» Records provided

== == ==

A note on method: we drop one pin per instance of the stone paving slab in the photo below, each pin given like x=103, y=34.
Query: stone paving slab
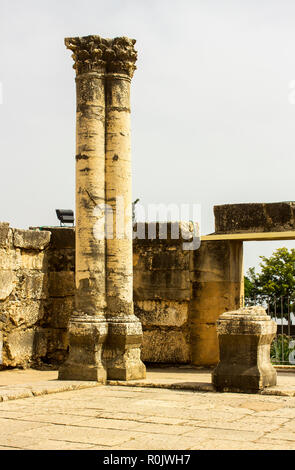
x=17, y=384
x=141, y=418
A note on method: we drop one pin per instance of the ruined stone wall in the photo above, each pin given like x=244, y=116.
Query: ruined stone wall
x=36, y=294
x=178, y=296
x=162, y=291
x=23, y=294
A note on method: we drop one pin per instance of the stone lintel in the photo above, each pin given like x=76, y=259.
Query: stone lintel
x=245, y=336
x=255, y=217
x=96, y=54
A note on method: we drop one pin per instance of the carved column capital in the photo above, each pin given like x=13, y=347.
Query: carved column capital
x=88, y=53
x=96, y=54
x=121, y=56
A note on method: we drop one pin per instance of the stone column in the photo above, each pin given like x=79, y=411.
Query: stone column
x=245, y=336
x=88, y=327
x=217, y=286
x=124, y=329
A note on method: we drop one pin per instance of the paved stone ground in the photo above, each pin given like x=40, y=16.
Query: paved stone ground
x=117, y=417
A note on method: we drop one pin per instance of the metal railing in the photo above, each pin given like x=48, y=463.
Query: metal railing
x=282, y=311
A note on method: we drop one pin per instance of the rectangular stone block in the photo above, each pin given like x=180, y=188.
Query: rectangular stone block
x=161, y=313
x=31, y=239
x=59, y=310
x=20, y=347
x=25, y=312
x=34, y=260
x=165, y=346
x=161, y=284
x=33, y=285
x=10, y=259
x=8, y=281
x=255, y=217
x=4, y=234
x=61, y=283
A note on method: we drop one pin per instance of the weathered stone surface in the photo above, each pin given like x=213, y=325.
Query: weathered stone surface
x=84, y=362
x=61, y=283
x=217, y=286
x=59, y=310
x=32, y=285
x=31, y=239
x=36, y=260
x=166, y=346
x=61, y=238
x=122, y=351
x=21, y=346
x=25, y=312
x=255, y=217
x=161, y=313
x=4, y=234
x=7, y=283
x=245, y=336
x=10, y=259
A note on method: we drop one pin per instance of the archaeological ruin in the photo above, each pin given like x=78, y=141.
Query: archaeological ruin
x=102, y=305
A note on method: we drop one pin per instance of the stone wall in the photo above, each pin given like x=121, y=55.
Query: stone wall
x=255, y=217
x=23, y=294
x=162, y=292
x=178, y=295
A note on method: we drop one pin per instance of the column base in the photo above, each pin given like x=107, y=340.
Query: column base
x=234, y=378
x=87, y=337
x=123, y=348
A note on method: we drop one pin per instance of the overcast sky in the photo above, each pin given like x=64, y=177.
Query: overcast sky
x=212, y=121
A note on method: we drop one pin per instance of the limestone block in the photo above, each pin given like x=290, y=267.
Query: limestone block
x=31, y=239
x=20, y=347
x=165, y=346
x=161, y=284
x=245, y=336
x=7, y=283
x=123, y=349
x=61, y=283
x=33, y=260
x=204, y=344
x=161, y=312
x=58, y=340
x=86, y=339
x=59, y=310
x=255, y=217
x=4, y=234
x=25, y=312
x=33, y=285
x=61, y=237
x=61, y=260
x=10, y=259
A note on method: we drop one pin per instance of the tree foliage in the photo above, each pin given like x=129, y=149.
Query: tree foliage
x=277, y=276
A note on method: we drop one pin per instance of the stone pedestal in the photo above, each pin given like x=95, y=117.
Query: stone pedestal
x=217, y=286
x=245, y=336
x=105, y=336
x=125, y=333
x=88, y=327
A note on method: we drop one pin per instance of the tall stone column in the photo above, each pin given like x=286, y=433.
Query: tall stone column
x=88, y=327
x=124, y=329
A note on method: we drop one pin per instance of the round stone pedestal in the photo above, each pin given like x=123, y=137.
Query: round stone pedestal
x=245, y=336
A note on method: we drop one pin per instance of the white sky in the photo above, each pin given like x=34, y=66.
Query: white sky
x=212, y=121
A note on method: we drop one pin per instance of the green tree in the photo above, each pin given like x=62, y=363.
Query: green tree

== == ==

» Set problem
Quote all of the records above word for word, leaving out the pictures.

» Output for this exercise
A note on method: we drop one pin per instance of the stone paving slab in the photo below, each pin given like x=103, y=34.
Query: stone paving slab
x=17, y=384
x=141, y=418
A note on method: we drop one pin per instance of the ruined stone wall in the photo above, each pin given like x=244, y=116.
Query: ruined stone wall
x=36, y=294
x=178, y=296
x=162, y=291
x=23, y=294
A note on method: we drop one pin per instance of the stone lintel in the photo above, each pin given like x=76, y=259.
Query: stone lintel
x=245, y=336
x=255, y=217
x=96, y=54
A note on method: we drop one pin per instance of the carved column capital in the photo above, each pin given like x=13, y=347.
Query: carved column capital
x=88, y=53
x=96, y=54
x=121, y=56
A note on method: we drop one pin per instance of the stone column in the photo above, each pin given like x=79, y=411.
Query: stone column
x=245, y=336
x=88, y=327
x=217, y=286
x=124, y=329
A note on method: we drop one pin per instance of the paved stone ground in the photo above, each pin given like x=40, y=16.
Query: paved stone ground
x=117, y=417
A note on method: we drop one pin per instance of the metal railing in the photo above, each pin given like x=48, y=463.
Query: metal railing
x=282, y=311
A note on method: we drop one pin per instance of the rectangular stone block in the photo above, each pin given like x=180, y=188.
Query: rectangular stone block
x=161, y=313
x=31, y=239
x=59, y=310
x=20, y=347
x=25, y=312
x=34, y=260
x=165, y=346
x=161, y=284
x=33, y=285
x=10, y=259
x=8, y=281
x=255, y=217
x=4, y=234
x=61, y=283
A note on method: we drop one pin per instance of the weathered stone surface in the photo above, each pin given like x=213, y=325.
Query: weathered stone surface
x=84, y=362
x=61, y=283
x=217, y=286
x=59, y=310
x=32, y=285
x=31, y=239
x=36, y=260
x=166, y=346
x=61, y=238
x=122, y=351
x=21, y=346
x=25, y=312
x=255, y=217
x=161, y=313
x=4, y=234
x=7, y=283
x=245, y=336
x=10, y=259
A note on method: we drop one pin per instance of the archaeological ruin in the photo above, each pin given like x=78, y=141.
Query: archaeological ruin
x=102, y=305
A note on method: we drop one pin per instance of the stone wall in the photo above, each pin given like x=121, y=55.
Query: stone wall
x=255, y=217
x=23, y=294
x=162, y=292
x=178, y=295
A note on method: we drop one pin per instance of the column base in the photo above, each pin given like x=107, y=340.
Query: column base
x=234, y=378
x=87, y=337
x=123, y=348
A note on method: we drop one pin per instance of the overcast sky in the photo above, each pin given like x=64, y=177.
Query: overcast sky
x=212, y=121
A note on method: we drop one pin per instance of the limestone block in the photo above, each pin given like x=290, y=267.
Query: limestone block
x=31, y=239
x=20, y=347
x=165, y=346
x=161, y=284
x=245, y=336
x=7, y=283
x=123, y=349
x=61, y=283
x=33, y=260
x=204, y=344
x=161, y=312
x=58, y=340
x=86, y=339
x=59, y=310
x=255, y=217
x=4, y=234
x=25, y=312
x=33, y=285
x=61, y=237
x=61, y=260
x=10, y=259
A note on method: we drop one pin per instance of the tree foliage in the photo above, each pin given like x=129, y=149.
Query: tree foliage
x=277, y=276
A note on method: we drop one pin per instance of the stone pedestal in the photo above, each pin given like x=95, y=117.
Query: stone pedestal
x=217, y=286
x=245, y=336
x=105, y=336
x=125, y=333
x=88, y=327
A note on method: we drop one pin per instance of the tall stone column in the photo above, each pin given like x=286, y=433.
Query: tall stone column
x=88, y=327
x=124, y=329
A note on method: we drop one pin per instance of the round stone pedestal in the photo above, each pin given like x=123, y=137.
Query: round stone pedestal
x=245, y=336
A note on method: we drop one pin per instance of the white sky in the photo above, each pin given like x=34, y=66.
Query: white sky
x=212, y=121
A note on method: we drop one pin per instance of the green tree in the photo above, each pin given like x=62, y=363.
Query: green tree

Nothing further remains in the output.